* _Work request_
What is needed is a word-for-word restatement of all the entries.

(Data records)
***
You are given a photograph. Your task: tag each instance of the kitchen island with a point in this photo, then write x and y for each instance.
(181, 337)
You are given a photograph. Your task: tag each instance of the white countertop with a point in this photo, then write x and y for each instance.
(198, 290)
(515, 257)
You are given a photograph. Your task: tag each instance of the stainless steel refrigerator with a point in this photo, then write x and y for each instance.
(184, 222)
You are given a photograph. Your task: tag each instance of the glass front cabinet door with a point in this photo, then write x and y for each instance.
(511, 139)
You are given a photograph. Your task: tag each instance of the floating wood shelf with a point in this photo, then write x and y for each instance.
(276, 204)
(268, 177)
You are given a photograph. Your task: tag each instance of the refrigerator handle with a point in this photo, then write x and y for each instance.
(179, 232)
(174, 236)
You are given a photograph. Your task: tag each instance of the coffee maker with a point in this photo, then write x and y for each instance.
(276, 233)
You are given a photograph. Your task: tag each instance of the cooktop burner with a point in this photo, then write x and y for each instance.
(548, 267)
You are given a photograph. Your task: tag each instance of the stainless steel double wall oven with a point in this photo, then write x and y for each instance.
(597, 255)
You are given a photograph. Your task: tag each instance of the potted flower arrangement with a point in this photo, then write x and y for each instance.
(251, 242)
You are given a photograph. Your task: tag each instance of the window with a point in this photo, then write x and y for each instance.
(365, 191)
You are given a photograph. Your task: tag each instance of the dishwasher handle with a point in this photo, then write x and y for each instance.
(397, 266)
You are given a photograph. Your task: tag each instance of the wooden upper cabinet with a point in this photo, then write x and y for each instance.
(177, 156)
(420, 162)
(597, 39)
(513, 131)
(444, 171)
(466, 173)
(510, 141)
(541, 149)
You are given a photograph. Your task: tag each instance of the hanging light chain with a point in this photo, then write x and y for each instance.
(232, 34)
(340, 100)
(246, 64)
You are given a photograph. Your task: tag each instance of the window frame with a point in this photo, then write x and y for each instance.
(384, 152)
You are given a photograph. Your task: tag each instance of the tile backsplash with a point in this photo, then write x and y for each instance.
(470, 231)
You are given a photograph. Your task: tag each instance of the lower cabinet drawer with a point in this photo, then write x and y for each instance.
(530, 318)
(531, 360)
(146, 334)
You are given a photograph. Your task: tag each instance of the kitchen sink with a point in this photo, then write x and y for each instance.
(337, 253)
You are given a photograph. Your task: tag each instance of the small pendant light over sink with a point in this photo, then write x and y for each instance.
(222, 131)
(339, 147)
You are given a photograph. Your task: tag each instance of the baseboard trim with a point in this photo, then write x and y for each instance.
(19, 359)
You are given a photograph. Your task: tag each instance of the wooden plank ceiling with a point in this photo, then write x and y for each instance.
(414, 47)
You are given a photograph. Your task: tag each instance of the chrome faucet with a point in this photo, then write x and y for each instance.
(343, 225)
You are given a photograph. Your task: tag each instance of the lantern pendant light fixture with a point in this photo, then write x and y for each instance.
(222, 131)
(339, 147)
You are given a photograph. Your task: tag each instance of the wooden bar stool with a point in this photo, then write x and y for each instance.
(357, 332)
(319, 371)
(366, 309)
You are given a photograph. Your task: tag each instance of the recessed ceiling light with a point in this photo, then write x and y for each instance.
***
* _Your response_
You are given a photograph. Your task: tag each instance of the kitchen island with a point in this photo, then write x and y for each instance.
(181, 337)
You are given a photograph. Your task: tag each instance of the white countertop with a point in this photo, then write x and y for each instance.
(198, 290)
(515, 257)
You are given a photograph. Your task: tag each instance of the stainless steel refrigerator with a point in this photo, then write x and y for each instance.
(184, 222)
You are given a photograph. Your task: tag each instance of the glass front cabinet door with a point in this photo, then write x and y for each instance.
(511, 139)
You are given a photograph. Your task: tag each instance of the floating wood shelf with a point in this photo, then write x and y for each instance.
(276, 204)
(268, 177)
You are given a photograph. Your task: tag each instance of the refrigerator handle with a point in this photo, then write x and y for each instance.
(179, 232)
(174, 236)
You are given a photograph. Your task: tag each instance of the coffee maker with a point in this photo, then write x and y for each instance.
(276, 233)
You are given a photograph. Your task: tag each instance of the cooktop burner with a point in this photo, then write x and y for each instance.
(548, 267)
You are given a photograph. Your task: tag each instance of the stainless steel double wall oven with a point in this photo, then write x and y for each instance.
(597, 255)
You are given a photograph. Your task: tag each instance of the potted flower arrangement with a point in this photo, then write x and y for each instance.
(251, 242)
You are given a photograph. Your task: tag each instance of the window with a point in this photo, then write x and y for each instance.
(365, 191)
You are given a photograph. Your task: tag each instance of the dishwasher handle with a point in this photo, then write x and y for each instance.
(397, 266)
You are given a photograph. Your task: tag each instance of the wooden upper cabinet with a point in this photo, then write x and y for each instance.
(177, 156)
(420, 162)
(597, 39)
(513, 131)
(444, 171)
(466, 173)
(510, 141)
(541, 149)
You are given a photograph. Your task: tag each instance of the hanging light chain with a point in this photo, then write x and y for each instance.
(232, 34)
(340, 100)
(246, 64)
You are given a photograph. Your task: tag each instance of the window frame with a point in this photo, then write x and y for each instance.
(384, 152)
You are given a photograph. Your task: tag each instance of the tile backsplash with a point in this photo, then write x and y for each instance.
(470, 231)
You are given a photograph. Your task: tag each instance of the lower cabinet drawer with a point in this photo, then write x and y for each instance.
(530, 318)
(531, 360)
(146, 334)
You are given a photograph. Your task: tag each instance of the kitchen sink with a point in this photo, then write x and y for each instance.
(337, 253)
You are given a photograph. Your task: tag each instance of the small pendant light over sink with a point in this photo, then write x and y for each instance.
(222, 131)
(339, 147)
You are given a photograph. Your task: tag each instance of the baseboard trim with a point in this photo, then write x and y for each instance.
(19, 359)
You are given a photograph. Your task: tag each instance of the wooden plank ceiling with a point in this photo, then write x and y for each instance.
(414, 47)
You are given a photograph. Your task: tag each instance of the chrome faucet with a point in this photo, then write x and y for each instance.
(343, 225)
You are given a photograph. Your task: tag each instance of the lantern pendant light fixture with a point in this photo, then write x and y for each instance.
(222, 131)
(339, 147)
You are given a photograph. Your task: tag each instance of the wooden bar stool with a point in this photo, then write x and y for each instance.
(357, 332)
(319, 371)
(366, 309)
You are given a photograph. Your task: tag each instance of the recessed ceiling light with a point in this photo, then write x and y for each instance.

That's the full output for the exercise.